Items from a dataset:
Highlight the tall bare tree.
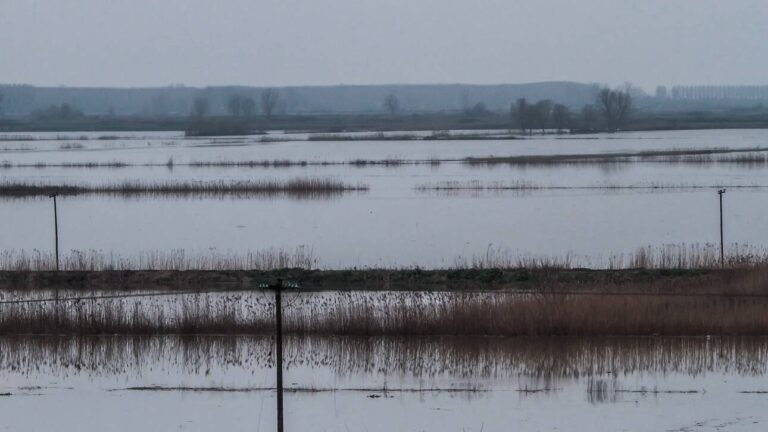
[192,97,210,118]
[261,88,280,117]
[597,84,632,132]
[581,105,597,131]
[530,99,552,134]
[384,93,400,115]
[510,98,531,134]
[227,95,243,117]
[552,104,571,134]
[240,96,256,118]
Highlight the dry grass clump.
[463,147,768,166]
[414,180,540,192]
[0,286,768,337]
[0,177,369,198]
[0,246,318,271]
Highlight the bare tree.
[581,105,597,131]
[552,104,571,134]
[510,98,531,133]
[528,99,552,134]
[261,88,280,117]
[192,97,210,118]
[384,93,400,115]
[597,84,632,132]
[227,95,243,117]
[240,97,256,118]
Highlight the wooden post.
[51,194,59,271]
[717,189,725,268]
[273,279,283,432]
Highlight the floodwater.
[0,130,768,268]
[0,336,768,432]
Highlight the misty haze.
[0,0,768,432]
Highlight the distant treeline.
[0,82,593,117]
[0,83,768,136]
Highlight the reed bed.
[0,286,768,337]
[0,243,768,272]
[0,246,318,272]
[463,147,768,166]
[0,176,369,198]
[413,180,768,194]
[452,243,768,270]
[6,335,768,382]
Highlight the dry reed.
[0,177,369,198]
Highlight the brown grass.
[0,177,368,198]
[0,246,318,272]
[0,267,768,337]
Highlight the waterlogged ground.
[0,336,768,431]
[0,130,768,267]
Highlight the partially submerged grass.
[464,147,768,165]
[6,274,768,337]
[0,243,768,270]
[414,180,768,194]
[0,246,318,272]
[0,177,368,198]
[6,335,768,380]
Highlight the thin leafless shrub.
[0,177,368,198]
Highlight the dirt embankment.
[0,269,756,294]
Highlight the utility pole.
[717,189,725,268]
[48,193,59,271]
[270,279,283,432]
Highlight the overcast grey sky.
[0,0,768,90]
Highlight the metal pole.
[717,189,725,268]
[51,194,59,271]
[274,279,283,432]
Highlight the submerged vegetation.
[0,243,768,272]
[0,177,368,198]
[0,147,768,169]
[0,276,768,337]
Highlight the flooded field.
[0,130,768,268]
[0,336,768,431]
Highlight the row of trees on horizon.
[0,85,632,134]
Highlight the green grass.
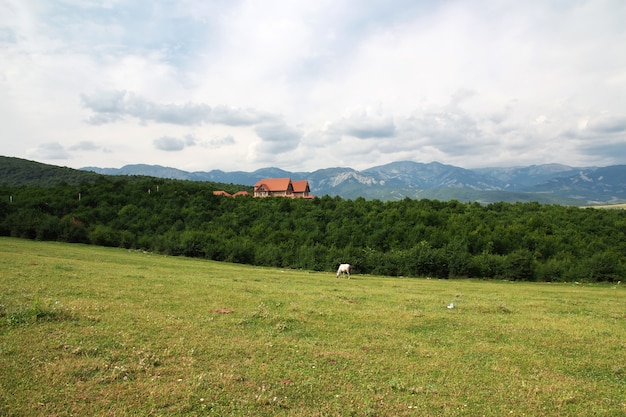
[0,238,626,416]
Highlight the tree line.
[0,176,626,281]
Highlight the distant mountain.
[82,161,626,205]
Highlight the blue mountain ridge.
[81,161,626,205]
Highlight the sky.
[0,0,626,171]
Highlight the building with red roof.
[254,178,313,198]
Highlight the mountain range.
[81,161,626,205]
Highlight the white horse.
[337,264,352,279]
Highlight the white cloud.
[0,0,626,170]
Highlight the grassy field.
[0,238,626,417]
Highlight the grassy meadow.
[0,238,626,416]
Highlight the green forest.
[0,171,626,282]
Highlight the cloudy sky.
[0,0,626,171]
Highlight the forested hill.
[0,156,100,187]
[0,156,252,193]
[0,167,626,281]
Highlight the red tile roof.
[291,180,311,193]
[254,178,291,192]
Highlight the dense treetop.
[0,171,626,281]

- _WHAT IS NEEDED_
Set down the lines from the one containing "Highlight the forested hill." through the end of the items, repeating them exactly and including both ends.

- _RIGHT ANSWER_
Highlight the forested hill.
[0,156,100,187]
[0,156,252,193]
[0,167,626,281]
Highlight the red tile roof.
[291,180,311,193]
[254,178,291,192]
Highlight the dense treetop.
[0,171,626,281]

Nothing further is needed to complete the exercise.